- **Required work**:
Will you restate verbatim the lines running from the line with "[mark] the large" to the end of the data, leaving out everything else?
[Start]
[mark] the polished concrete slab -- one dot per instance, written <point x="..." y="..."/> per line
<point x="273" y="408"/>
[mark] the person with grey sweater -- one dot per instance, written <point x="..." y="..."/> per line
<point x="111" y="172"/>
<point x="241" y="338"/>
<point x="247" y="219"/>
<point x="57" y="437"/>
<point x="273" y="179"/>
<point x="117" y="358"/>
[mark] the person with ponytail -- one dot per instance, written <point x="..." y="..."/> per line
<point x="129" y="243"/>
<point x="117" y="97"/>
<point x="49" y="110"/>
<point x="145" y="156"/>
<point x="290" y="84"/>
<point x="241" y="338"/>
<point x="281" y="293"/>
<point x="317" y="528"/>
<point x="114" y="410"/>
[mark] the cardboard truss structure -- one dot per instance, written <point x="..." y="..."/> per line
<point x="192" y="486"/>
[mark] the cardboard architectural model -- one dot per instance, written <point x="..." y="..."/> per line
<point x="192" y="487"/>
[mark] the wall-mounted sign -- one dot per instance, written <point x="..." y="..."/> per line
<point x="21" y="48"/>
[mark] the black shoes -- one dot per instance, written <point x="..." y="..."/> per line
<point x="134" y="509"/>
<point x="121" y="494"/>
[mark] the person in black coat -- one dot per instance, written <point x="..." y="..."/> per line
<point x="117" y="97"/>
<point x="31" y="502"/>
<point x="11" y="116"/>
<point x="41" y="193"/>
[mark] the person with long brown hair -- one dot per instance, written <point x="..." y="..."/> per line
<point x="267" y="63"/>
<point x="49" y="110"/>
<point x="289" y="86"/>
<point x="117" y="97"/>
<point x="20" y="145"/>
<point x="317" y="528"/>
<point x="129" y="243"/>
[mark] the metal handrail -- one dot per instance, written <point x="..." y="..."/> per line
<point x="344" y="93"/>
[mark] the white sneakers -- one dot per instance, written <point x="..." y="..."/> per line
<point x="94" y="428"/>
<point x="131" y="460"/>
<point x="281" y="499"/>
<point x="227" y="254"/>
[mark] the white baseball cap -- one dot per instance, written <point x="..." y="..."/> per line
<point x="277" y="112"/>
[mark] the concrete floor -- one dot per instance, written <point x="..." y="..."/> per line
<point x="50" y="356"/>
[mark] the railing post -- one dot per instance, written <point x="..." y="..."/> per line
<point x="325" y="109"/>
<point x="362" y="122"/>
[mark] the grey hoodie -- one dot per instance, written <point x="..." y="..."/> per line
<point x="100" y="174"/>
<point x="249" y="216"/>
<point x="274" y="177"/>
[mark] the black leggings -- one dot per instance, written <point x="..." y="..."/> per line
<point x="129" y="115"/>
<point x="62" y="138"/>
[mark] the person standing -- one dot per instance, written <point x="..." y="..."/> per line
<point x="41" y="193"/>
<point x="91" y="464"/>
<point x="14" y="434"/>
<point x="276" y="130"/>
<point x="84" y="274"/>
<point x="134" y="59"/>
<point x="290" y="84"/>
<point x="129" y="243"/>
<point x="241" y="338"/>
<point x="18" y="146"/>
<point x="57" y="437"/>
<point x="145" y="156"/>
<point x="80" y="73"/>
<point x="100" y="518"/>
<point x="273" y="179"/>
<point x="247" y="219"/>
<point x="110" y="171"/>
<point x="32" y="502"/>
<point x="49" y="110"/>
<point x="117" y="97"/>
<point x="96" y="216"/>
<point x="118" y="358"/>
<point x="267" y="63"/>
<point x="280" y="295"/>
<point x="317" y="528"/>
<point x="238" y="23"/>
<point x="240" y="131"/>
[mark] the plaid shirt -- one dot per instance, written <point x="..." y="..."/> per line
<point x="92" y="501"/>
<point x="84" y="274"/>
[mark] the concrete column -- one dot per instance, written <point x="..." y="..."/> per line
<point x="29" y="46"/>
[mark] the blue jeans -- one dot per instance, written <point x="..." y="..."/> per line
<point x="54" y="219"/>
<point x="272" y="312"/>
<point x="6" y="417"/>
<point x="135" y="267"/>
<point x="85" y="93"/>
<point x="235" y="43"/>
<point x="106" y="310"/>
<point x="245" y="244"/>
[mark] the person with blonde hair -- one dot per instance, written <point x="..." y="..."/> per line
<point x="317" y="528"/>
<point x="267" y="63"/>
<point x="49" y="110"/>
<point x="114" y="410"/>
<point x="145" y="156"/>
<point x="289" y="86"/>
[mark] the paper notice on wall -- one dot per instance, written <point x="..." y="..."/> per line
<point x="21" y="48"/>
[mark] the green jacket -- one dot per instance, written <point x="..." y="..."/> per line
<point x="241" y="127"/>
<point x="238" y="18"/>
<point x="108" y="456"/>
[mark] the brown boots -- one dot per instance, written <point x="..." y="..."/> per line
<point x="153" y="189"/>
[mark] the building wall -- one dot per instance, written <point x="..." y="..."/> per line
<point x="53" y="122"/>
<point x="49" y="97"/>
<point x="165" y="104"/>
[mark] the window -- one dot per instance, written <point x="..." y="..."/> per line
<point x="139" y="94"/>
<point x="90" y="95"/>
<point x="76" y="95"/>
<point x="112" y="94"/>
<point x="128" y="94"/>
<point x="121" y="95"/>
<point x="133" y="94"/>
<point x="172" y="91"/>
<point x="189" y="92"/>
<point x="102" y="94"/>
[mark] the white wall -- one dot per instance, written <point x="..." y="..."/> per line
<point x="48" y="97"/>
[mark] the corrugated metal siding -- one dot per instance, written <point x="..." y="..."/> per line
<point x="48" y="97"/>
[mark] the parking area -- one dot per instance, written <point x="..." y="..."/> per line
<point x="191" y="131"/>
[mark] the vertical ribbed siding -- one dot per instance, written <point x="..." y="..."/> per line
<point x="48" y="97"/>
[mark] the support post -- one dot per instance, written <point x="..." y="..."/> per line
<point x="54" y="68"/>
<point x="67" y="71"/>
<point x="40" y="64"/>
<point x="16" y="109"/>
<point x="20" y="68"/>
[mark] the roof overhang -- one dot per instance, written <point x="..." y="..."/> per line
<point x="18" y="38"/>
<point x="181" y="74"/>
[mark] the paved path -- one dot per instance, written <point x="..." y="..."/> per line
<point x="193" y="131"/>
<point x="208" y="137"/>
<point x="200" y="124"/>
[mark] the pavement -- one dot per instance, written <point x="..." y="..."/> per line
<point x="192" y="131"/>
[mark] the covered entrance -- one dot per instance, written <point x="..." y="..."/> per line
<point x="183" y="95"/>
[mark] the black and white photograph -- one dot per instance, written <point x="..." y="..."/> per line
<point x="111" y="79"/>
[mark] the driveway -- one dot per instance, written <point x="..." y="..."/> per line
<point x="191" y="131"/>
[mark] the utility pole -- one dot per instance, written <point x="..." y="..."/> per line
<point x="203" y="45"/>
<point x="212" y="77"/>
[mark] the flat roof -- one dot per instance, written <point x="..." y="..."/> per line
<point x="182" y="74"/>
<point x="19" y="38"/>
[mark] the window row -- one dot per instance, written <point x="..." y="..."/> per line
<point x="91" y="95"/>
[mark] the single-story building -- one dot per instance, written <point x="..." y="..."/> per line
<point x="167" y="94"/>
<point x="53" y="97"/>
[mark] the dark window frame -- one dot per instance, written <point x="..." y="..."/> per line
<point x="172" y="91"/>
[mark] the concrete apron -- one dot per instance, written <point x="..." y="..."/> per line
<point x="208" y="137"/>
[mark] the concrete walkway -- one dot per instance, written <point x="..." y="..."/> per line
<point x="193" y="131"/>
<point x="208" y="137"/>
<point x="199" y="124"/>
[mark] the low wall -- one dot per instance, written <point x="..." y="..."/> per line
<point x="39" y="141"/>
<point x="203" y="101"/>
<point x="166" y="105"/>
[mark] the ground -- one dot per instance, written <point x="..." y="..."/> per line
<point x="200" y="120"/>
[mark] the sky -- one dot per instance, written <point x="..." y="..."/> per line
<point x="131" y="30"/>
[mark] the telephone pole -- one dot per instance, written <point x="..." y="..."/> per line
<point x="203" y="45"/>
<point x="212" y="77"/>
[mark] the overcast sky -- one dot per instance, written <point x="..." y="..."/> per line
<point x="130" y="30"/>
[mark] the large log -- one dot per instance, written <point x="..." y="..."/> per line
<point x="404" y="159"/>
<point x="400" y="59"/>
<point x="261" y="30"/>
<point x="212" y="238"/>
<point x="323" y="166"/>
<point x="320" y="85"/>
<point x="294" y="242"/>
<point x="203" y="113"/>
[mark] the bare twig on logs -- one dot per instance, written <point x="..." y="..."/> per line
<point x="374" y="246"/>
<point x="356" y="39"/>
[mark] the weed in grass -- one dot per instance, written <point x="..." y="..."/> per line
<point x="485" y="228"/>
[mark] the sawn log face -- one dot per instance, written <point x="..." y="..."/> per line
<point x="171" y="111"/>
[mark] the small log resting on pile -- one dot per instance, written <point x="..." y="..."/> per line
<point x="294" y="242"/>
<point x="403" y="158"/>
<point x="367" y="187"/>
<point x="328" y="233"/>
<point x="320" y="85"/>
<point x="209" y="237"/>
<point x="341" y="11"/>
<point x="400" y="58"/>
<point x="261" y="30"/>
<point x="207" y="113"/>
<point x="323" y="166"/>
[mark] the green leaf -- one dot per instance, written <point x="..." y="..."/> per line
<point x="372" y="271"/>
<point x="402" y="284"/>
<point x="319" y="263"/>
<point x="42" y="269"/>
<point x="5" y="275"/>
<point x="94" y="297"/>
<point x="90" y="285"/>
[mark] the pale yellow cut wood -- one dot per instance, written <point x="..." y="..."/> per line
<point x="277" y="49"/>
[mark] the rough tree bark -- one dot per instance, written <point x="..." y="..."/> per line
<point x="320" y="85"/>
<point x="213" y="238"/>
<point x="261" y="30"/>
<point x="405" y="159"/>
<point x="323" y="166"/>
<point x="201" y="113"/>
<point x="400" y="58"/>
[End]
- **Exercise output**:
[mark] the large log -- one dot per instance, written <point x="..." y="..."/> per line
<point x="404" y="159"/>
<point x="400" y="59"/>
<point x="261" y="30"/>
<point x="212" y="238"/>
<point x="323" y="166"/>
<point x="320" y="85"/>
<point x="294" y="242"/>
<point x="203" y="113"/>
[mark] the bare twig on logs -- one dot per instance, written <point x="..." y="..."/> per line
<point x="374" y="246"/>
<point x="356" y="39"/>
[mark] the weed in grass -- one dot per instance, written <point x="..." y="..."/> per line
<point x="485" y="228"/>
[mark] the sawn log face -- one dot per instance, written <point x="..." y="..."/> per line
<point x="171" y="111"/>
[mark] the small log resting on pile -- one dot per instance, written <point x="..." y="..."/> per line
<point x="294" y="242"/>
<point x="403" y="158"/>
<point x="367" y="187"/>
<point x="328" y="233"/>
<point x="320" y="85"/>
<point x="209" y="237"/>
<point x="341" y="11"/>
<point x="400" y="58"/>
<point x="261" y="30"/>
<point x="207" y="113"/>
<point x="323" y="166"/>
[mark] the green leaf -- one dot per instance, written <point x="..." y="..."/> per line
<point x="372" y="271"/>
<point x="402" y="284"/>
<point x="319" y="263"/>
<point x="42" y="269"/>
<point x="5" y="275"/>
<point x="94" y="297"/>
<point x="90" y="285"/>
[mark] the pale yellow cut wood -- one dot per instance, written <point x="..." y="..."/> per line
<point x="277" y="49"/>
[mark] the rough tree bark -- one dot per instance, written <point x="..." y="..."/> per line
<point x="320" y="85"/>
<point x="213" y="238"/>
<point x="261" y="30"/>
<point x="405" y="159"/>
<point x="323" y="166"/>
<point x="201" y="113"/>
<point x="400" y="58"/>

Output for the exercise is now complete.